• WHAT YOU SHOULD DO: Extract each line from the listing below that contains the string "white". Copy the lines verbatim and keep them in their original order.

• Excerpts from a dataset on object pointing:
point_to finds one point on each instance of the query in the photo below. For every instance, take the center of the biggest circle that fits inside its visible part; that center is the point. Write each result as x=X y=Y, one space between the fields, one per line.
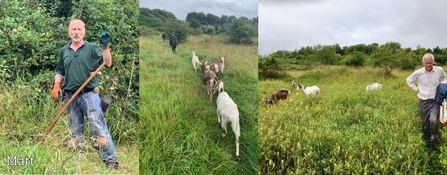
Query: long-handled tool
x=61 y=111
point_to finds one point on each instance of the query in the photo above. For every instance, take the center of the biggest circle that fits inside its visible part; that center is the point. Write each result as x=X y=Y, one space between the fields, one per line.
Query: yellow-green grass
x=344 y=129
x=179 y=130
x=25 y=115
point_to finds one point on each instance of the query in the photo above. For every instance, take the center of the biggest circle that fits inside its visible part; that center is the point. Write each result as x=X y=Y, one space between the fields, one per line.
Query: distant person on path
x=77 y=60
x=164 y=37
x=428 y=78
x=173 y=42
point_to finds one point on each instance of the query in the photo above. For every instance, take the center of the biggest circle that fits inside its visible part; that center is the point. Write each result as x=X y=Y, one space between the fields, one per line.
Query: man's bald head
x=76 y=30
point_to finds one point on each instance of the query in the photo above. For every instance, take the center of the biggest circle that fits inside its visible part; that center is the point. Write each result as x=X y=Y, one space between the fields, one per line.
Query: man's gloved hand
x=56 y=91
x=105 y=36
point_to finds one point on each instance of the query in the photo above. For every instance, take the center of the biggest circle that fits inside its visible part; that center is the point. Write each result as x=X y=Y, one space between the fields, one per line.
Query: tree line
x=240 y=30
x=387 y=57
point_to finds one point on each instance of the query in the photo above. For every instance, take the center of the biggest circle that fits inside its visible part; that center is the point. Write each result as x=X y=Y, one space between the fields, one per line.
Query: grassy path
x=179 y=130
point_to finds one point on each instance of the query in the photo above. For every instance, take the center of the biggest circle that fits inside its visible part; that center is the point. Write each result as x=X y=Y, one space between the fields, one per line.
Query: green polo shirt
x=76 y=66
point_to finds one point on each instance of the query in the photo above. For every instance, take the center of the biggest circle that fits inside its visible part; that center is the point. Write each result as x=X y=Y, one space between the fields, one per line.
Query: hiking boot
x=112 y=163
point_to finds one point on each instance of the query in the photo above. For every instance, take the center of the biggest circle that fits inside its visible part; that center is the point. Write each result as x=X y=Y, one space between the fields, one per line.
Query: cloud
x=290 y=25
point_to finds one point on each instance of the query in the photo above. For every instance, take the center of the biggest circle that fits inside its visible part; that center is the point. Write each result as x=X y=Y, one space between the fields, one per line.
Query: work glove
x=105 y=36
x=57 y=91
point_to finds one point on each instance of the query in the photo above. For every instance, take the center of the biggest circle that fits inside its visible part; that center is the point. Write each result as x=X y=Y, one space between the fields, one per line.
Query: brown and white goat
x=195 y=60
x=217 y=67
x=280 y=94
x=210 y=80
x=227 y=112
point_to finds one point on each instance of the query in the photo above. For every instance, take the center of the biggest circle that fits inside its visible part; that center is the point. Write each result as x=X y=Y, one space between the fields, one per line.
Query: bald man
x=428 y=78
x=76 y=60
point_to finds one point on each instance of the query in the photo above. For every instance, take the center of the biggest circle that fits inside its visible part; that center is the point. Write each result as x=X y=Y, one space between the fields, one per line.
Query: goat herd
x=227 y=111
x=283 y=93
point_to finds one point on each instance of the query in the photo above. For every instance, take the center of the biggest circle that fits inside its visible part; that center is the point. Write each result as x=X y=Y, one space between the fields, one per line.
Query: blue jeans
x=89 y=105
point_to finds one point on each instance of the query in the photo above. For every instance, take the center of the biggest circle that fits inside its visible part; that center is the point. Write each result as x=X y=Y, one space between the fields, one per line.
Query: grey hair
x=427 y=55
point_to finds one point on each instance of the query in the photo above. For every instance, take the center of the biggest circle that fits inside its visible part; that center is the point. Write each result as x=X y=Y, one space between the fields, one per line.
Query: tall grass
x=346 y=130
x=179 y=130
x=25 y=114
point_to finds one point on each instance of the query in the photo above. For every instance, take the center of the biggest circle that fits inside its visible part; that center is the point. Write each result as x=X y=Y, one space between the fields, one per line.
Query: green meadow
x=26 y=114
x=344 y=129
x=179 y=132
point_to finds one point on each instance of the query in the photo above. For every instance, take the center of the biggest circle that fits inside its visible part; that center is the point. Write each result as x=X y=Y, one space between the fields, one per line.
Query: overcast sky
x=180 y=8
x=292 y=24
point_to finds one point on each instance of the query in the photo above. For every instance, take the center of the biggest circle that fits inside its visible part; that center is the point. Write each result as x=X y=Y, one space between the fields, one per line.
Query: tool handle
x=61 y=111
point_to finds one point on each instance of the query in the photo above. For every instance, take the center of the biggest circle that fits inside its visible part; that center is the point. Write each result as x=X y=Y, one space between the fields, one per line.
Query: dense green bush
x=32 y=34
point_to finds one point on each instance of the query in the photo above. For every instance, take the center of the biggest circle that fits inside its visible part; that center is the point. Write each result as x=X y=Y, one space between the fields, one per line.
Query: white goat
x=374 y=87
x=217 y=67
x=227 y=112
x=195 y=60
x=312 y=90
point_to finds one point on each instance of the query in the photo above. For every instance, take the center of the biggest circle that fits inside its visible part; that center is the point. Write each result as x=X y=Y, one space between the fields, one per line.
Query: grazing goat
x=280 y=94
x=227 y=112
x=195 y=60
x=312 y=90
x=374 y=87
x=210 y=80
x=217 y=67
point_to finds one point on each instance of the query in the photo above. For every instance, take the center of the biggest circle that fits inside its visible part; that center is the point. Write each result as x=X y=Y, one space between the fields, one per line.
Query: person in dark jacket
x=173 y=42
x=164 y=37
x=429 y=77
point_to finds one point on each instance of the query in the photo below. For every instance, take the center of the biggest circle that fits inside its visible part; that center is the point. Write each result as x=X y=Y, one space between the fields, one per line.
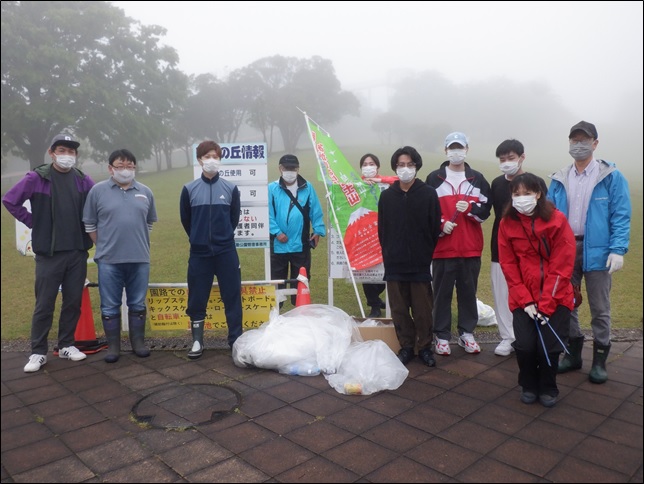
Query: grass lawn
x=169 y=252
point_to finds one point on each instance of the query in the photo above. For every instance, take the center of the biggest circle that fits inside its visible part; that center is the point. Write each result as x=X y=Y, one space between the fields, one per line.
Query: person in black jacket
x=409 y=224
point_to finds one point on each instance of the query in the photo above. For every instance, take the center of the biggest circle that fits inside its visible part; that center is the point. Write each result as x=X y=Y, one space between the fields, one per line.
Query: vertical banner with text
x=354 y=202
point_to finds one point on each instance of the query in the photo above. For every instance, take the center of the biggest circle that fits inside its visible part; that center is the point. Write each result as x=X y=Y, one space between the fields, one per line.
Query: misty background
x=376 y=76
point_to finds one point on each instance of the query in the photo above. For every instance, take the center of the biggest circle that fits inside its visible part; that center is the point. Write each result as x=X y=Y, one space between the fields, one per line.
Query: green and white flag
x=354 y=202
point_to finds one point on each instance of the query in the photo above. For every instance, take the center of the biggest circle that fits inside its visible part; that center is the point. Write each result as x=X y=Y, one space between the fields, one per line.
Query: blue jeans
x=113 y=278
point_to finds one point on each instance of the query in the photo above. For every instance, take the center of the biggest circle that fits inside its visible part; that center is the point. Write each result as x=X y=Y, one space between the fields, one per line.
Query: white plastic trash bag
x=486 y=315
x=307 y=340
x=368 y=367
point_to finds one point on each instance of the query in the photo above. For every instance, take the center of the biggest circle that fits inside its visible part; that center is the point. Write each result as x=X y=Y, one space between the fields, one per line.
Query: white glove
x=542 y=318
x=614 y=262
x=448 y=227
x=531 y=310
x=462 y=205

• FULL RESPONSE:
Query: brown and white goat
Query: white goat
Query: green and white flag
Query: white plastic trash bag
Query: white glove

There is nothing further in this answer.